◆ HOW TO COMPLETE THIS TASK ◆
Return the count of lines in the records that include the string "wall", and nothing besides it.
········
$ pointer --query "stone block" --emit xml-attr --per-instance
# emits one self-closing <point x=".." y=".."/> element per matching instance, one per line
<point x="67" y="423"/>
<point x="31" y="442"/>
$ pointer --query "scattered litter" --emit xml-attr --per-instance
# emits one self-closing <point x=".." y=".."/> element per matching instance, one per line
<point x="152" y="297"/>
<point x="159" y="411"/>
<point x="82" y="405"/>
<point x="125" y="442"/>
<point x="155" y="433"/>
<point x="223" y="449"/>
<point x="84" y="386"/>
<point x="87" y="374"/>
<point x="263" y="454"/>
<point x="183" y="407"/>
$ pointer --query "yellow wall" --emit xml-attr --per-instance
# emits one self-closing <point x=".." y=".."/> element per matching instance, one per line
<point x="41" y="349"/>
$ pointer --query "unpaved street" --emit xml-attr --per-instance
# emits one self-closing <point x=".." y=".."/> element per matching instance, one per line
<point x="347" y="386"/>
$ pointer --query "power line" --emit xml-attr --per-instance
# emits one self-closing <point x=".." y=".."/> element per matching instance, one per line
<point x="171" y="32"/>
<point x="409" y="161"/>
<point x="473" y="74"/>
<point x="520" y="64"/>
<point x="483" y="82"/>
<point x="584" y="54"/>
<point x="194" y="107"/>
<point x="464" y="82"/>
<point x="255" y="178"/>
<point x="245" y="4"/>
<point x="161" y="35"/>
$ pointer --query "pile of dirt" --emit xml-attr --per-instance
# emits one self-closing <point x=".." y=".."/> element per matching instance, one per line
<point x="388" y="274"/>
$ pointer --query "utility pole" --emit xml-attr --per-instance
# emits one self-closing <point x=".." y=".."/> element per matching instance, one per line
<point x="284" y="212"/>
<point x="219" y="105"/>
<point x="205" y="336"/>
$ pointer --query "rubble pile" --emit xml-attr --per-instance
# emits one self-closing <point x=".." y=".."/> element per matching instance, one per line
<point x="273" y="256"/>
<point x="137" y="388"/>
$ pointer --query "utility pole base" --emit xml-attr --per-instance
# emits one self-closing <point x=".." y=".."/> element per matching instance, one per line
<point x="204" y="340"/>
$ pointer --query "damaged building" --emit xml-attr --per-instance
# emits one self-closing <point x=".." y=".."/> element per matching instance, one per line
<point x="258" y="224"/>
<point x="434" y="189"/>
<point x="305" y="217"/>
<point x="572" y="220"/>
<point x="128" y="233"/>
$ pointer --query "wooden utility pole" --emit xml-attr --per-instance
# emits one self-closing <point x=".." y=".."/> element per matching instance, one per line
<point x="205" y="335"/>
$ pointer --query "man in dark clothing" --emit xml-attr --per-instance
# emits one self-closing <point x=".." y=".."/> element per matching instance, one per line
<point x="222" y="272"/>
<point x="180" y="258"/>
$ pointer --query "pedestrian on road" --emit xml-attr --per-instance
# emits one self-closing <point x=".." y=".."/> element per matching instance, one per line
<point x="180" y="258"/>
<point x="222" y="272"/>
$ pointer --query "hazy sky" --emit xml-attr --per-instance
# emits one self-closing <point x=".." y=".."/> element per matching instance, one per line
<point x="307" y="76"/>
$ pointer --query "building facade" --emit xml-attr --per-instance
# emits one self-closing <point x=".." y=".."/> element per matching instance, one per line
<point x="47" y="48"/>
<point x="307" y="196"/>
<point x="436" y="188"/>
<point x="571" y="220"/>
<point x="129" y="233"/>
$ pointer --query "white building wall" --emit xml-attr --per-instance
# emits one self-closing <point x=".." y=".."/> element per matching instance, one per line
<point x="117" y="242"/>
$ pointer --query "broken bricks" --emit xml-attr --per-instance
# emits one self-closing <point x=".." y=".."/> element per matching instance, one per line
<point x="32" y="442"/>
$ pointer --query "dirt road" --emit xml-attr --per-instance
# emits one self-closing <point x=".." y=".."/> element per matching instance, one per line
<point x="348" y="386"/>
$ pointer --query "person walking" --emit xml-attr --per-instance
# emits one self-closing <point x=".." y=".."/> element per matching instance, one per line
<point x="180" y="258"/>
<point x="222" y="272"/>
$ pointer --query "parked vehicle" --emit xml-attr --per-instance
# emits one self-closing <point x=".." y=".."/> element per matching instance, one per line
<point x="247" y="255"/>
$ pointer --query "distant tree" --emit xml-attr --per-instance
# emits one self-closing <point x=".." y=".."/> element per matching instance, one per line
········
◆ THE ANSWER ◆
2